De opdrachten:
A. Beantwoord op basis van de uitspraak van de kinderrechter:
(i) Op welke datum is het verzoek van de GI bij de griffie ingekomen?
(ii) Op welke datum is de zaak ter zitting behandeld?
(iii) Wie oefent het ouderlijk gezag over [voornaam minderjarige] uit?
B. Geef het vervolg van de uitspraak van de kinderrechter, aansluitend op de laatst getoonde zin.

De kinderrechter merkt als belanghebbenden aan:

[naam moeder] ,

hierna te noemen de moeder, wonende te [woonplaats] ,

[naam stiefvader] ,

hierna te noemen de stiefvader, wonende te [woonplaats] .

Het procesverloop

Het procesverloop blijkt uit het verzoek met bijlagen van de GI van 3 december 2021, ingekomen bij de griffie op diezelfde datum.
Op 4 januari 2022 heeft de kinderrechter de zaak ter zitting met gesloten deuren behandeld.
Gehoord zijn:
- [voornaam minderjarige] , die voorafgaand aan de zitting apart is gehoord,
- de moeder,
- de stiefvader,
- een vertegenwoordigster van de GI, mw. [naam vertegenwoordigster] .

De feiten

Het ouderlijk gezag over [voornaam minderjarige] wordt uitgeoefend door de moeder.

Gegeven data:
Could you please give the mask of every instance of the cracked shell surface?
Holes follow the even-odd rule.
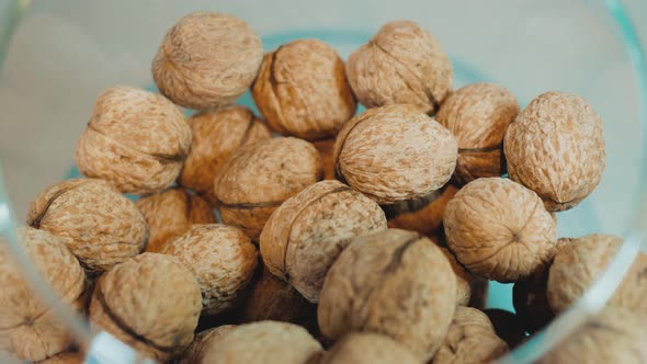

Antwoorden:
A.
(i) 3 december 2021
(ii) 4 januari 2022
(iii) De moeder

B.
[voornaam minderjarige] verblijft op een open groep bij Zorg Hoop Liefde (ZHL).
Bij beschikking van 30 september 2021 is de ondertoezichtstelling van [voornaam minderjarige] uitgesproken tot 30 september 2022.
De kinderrechter heeft bij beschikking van 21 oktober 2021 de machtiging tot uithuisplaatsing van [voornaam minderjarige] in een accommodatie jeugdhulpaanbieder verlengd tot 12 januari 2022.

Het verzoek

De GI heeft verzocht de machtiging tot uithuisplaatsing van [voornaam minderjarige] in een accommodatie jeugdhulpaanbieder te verlengen voor de duur van de ondertoezichtstelling.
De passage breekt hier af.